## [Exercise aim]
Can you reproduce every one of the records below word for word, leaving the pictures out?

## [Records to process]

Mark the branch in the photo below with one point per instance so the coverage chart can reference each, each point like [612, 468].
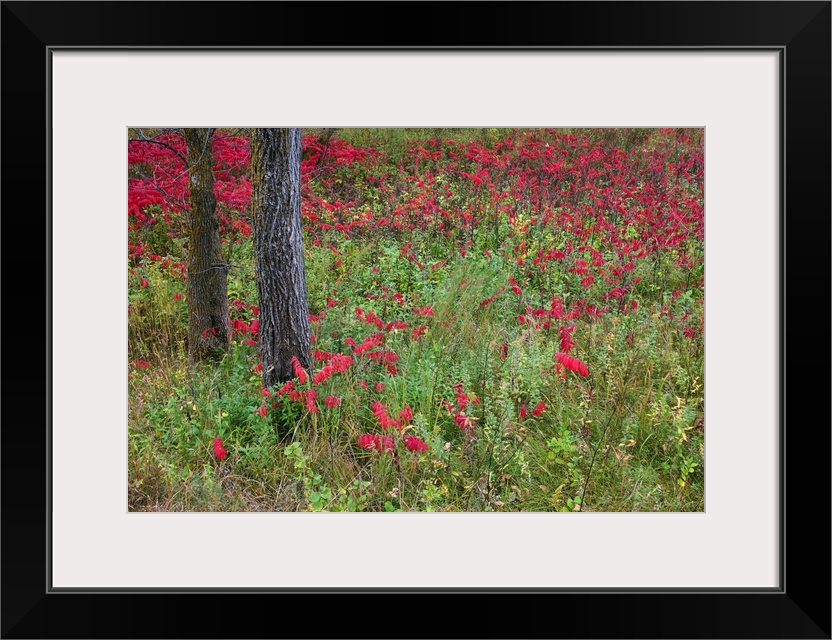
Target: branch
[163, 144]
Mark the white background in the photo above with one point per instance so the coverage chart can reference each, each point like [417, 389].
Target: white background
[98, 95]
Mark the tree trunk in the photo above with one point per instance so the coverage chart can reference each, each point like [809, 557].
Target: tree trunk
[207, 291]
[278, 250]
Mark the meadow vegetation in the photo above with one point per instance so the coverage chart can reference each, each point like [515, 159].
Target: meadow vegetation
[502, 320]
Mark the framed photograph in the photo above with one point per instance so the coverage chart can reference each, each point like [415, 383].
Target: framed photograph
[735, 96]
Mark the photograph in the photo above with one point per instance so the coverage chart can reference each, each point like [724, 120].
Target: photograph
[348, 319]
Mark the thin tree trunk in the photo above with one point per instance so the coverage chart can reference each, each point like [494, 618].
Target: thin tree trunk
[207, 291]
[278, 249]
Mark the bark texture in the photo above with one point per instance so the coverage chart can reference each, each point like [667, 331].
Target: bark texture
[278, 249]
[207, 291]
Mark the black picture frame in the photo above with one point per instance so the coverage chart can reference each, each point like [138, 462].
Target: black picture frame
[799, 608]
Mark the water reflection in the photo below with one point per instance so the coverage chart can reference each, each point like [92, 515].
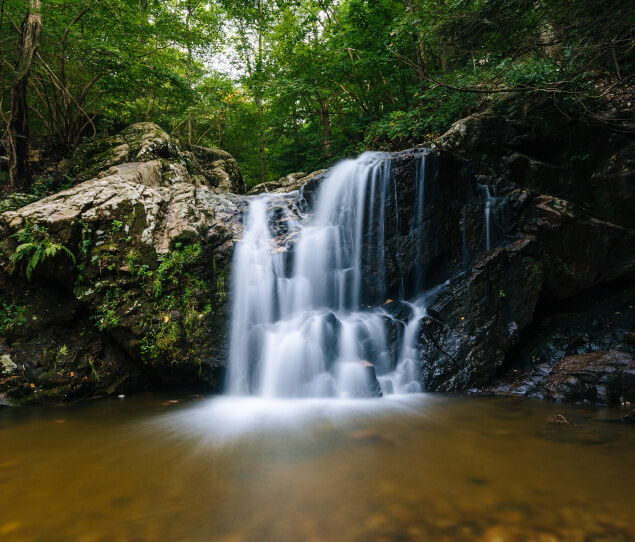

## [Exercise answer]
Mark the branch in the photo below with one point per instance so the coverage chart can reference each, each point like [612, 468].
Target: branch
[163, 144]
Mark the white background in the photo above with one point per instance so the coverage chart can reference each, each point like [417, 389].
Target: white background
[98, 95]
Mark the tree trunk in the photo above with one point per instance so the coverage chart can reference each, each point like [809, 557].
Target: tree trunk
[207, 291]
[278, 250]
Mark the meadow vegetation in the photo above with one point per instance so the coverage chart can reference each, each point like [515, 159].
Target: meadow vegetation
[502, 320]
Mark the framed photograph in the photo above with one point per instance so the coverage chart can reference each, each point like [415, 383].
Target: framed photograph
[735, 96]
Mark the photograph in the photo above with one point per instance so the coverage chart can reference each, each point like [724, 120].
Target: photograph
[348, 319]
Mark the thin tree trunk in the photo above with one point per instance so the coverage chart can reference each, each point like [494, 618].
Target: thin tree trunk
[207, 291]
[278, 249]
Mark the bark texture in the photo above with one point per instance so the coverage chart can reference each, each point like [667, 331].
Target: bark texture
[278, 249]
[207, 291]
Mark the black picture frame in the photo above with one point per instance so the coverage chart can reference each, each point like [138, 462].
Target: black picture frame
[799, 608]
Mark the water reflection in the photo below with one point per instance so the coverage chart can reference each, each point like [92, 515].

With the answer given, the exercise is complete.